Task details: Convert the lines from the one containing "Mark one point per instance of the garage" through the one containing "Target: two-story house", both included, into a JSON list of strings with one string per line and blank lines omitted.
____ Records to use
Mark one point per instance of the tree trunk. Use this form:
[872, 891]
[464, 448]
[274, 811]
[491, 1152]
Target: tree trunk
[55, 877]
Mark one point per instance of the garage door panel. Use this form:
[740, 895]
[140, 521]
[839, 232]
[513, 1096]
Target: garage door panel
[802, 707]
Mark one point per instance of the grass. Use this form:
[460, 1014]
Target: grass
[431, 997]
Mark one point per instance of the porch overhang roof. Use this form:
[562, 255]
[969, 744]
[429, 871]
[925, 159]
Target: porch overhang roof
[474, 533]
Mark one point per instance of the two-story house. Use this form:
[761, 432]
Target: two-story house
________
____ Records to use
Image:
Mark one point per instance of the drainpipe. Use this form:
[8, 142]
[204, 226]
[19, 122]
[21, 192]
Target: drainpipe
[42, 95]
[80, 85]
________
Result of the exercise:
[
  "Mark one point per instance of the garage door panel. Use this form:",
  "[740, 895]",
  "[140, 521]",
  "[839, 232]",
  "[513, 1096]",
  "Target: garage door panel",
  "[802, 707]",
  "Mark one point per instance of the grass. Use this form:",
  "[460, 1014]",
  "Target: grass",
  "[431, 997]",
  "Mark one point per instance of the porch overhang roof. Use this form:",
  "[562, 255]",
  "[969, 744]",
  "[429, 871]",
  "[925, 159]",
  "Target: porch overhang roof",
  "[474, 533]",
  "Mark one point per instance of the two-story house. Use this form:",
  "[761, 432]",
  "Target: two-story house"
]